**What needs to be done:** Pictures stay out of the copy; restate everything else in the material exactly.

====

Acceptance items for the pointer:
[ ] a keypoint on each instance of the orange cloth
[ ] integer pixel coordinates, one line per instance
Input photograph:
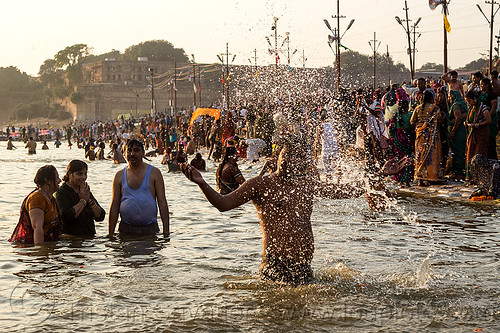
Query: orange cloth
(204, 111)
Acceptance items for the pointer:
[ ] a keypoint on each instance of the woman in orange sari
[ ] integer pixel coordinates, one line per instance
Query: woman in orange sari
(426, 118)
(478, 130)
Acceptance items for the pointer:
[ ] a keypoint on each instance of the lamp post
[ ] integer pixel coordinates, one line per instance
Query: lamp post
(490, 22)
(153, 104)
(415, 38)
(226, 80)
(337, 38)
(407, 30)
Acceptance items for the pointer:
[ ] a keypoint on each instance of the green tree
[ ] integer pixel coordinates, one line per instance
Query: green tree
(155, 50)
(112, 54)
(17, 87)
(71, 55)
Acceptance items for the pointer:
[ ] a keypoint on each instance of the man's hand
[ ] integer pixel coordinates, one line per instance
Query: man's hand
(191, 173)
(392, 167)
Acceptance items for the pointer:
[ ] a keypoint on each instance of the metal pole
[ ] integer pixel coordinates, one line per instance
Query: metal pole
(288, 46)
(227, 76)
(194, 85)
(374, 58)
(491, 35)
(338, 46)
(388, 66)
(276, 40)
(153, 104)
(414, 43)
(175, 86)
(445, 41)
(409, 40)
(199, 86)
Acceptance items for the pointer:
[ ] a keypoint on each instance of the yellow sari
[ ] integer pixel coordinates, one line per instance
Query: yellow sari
(427, 143)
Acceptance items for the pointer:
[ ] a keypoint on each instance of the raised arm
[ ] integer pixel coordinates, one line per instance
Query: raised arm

====

**Final result:**
Acceptance items for the pointer:
[ ] a keypoint on each instance of the orange cloth
[ ] integer pixel coordinates, one line per instance
Input photograph:
Query: orange cloth
(204, 111)
Acceptance items for the pointer:
[ ] a keypoint on each instance of the woman in orange sari
[ ] integer pixel coordinates, one line per instance
Query: woman in orange sari
(426, 118)
(478, 130)
Acceptance items for the pointer:
[ ] a keypoint on each instance of the lamp post
[ ] integer pixel coordinates, one line per instance
Query: lamp post
(490, 22)
(153, 104)
(415, 38)
(226, 80)
(337, 38)
(407, 30)
Acceptance items for the pointer:
[ ] a keypoint on each instance of the green tree
[ ] integer pixel coordinates, one line per instance
Query: green tree
(155, 50)
(112, 54)
(17, 87)
(71, 55)
Acceptance items for the pointer:
[ ] a keypoint on each instance of the man's hand
[ ] integer pixel coordinates, one line per instance
Query: man's hand
(191, 173)
(392, 167)
Acceptance items for the pointer:
[ ] a keypoint on each instance of the metal pole
[ ] integer pixel coordinates, one line per instance
Query: metal pole
(288, 46)
(227, 76)
(194, 85)
(374, 58)
(491, 35)
(338, 46)
(388, 66)
(276, 40)
(153, 104)
(414, 43)
(175, 86)
(445, 41)
(409, 40)
(199, 86)
Acceptance items for the pointer:
[ ] a keypoint on each instance of the yellow sari
[ ] integer pixel coordinates, one line per instance
Query: yellow sari
(427, 143)
Acceptance items for the pointer:
[ ] a keypoint on each instance of the raised arm
[ ] integer pixel coordinates, one line per instance
Query: raised arm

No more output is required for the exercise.